> **DIRECTION**
Leave out the pictures and transcribe the rest of the records exactly.

> **RECORD EXTRACTS**
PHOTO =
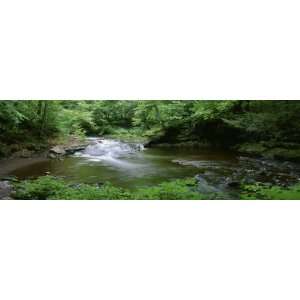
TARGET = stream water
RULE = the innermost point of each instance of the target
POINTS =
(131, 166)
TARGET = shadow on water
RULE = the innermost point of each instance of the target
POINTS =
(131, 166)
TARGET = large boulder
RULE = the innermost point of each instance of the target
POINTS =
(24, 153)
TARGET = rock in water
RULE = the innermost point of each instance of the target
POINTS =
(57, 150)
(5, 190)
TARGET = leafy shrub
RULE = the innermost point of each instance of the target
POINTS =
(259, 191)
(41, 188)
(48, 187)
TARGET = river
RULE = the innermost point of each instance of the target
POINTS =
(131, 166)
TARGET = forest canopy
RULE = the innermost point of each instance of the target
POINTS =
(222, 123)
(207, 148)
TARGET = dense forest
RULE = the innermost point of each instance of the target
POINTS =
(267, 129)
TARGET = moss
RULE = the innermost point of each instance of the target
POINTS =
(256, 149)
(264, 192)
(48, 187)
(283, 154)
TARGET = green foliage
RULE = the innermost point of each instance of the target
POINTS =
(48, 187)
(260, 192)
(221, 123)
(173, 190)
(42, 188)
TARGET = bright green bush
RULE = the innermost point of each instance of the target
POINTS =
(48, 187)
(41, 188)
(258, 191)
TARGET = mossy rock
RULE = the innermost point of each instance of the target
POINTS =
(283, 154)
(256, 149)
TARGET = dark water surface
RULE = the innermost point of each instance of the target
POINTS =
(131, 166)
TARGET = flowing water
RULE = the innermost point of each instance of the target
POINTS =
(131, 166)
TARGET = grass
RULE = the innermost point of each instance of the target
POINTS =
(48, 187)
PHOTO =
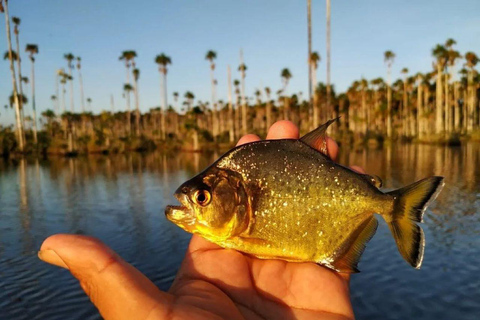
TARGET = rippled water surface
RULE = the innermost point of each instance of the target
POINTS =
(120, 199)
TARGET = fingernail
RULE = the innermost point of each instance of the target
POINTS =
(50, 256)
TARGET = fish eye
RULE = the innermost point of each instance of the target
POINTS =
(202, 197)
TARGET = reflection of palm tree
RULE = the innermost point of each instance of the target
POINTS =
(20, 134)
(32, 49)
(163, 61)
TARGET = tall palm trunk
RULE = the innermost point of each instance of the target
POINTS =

> **SOLUTION TO THIS PROBLEM**
PHOTO =
TARGET = stream water
RULE = the innermost point of each instance of the target
POINTS =
(131, 166)
TARGET = shadow on water
RULE = the innermost point of each instance of the target
POINTS =
(131, 166)
TARGET = large boulder
RULE = the innermost point of each instance of the target
POINTS =
(24, 153)
TARGET = rock in water
RULE = the innermost point of each instance of the target
POINTS =
(57, 150)
(5, 190)
TARGET = leafy shrub
RULE = the innermost point of each instance of the target
POINTS =
(259, 191)
(41, 188)
(48, 187)
TARGET = river
RULE = the innermost point of each instance of the target
POINTS =
(131, 166)
TARGET = forest canopy
RULE = the innermost point of each instance of the target
POINTS =
(222, 123)
(207, 148)
TARGET = dense forest
RULE = the innermost point of each instance of the target
POINTS =
(267, 129)
TARGET = moss
RULE = the innermost point of each instance of the target
POINTS =
(256, 149)
(264, 192)
(48, 187)
(283, 154)
TARGET = green foliage
RULE = the innermost point of each instance of the target
POINTS =
(48, 187)
(260, 192)
(221, 123)
(173, 190)
(42, 188)
TARGET = bright green bush
RULE = the innermost point of each instance of the target
POINTS =
(48, 187)
(41, 188)
(258, 191)
TARGET = mossy rock
RULE = the innermost point of each instance of the target
POINTS =
(283, 154)
(256, 149)
TARGET = dark water surface
RULE = the innermost point of each instance of the target
POINTS =
(131, 166)
TARGET = flowing water
RULE = the innermost point of each instance of the target
POINTS =
(131, 166)
TARGET = grass
RULE = the innermost point of each instance of the target
POINTS =
(48, 187)
PHOTO =
TARGET = rippled water surface
RULE = the innermost point of each instance of the target
POINTS =
(120, 199)
TARGET = fingernail
RULE = the innermost point of each instance of the target
POINTS =
(50, 256)
TARGET = fish eye
RULE = the innermost point of each instance of the target
POINTS =
(202, 197)
TARGET = reflection of palm tree
RULE = the innermost point of each instance of the target
POINTS =
(20, 134)
(32, 49)
(163, 61)
TARGET = tall palm trunk
RULE = the innermost point of each instance of the target
POINTS =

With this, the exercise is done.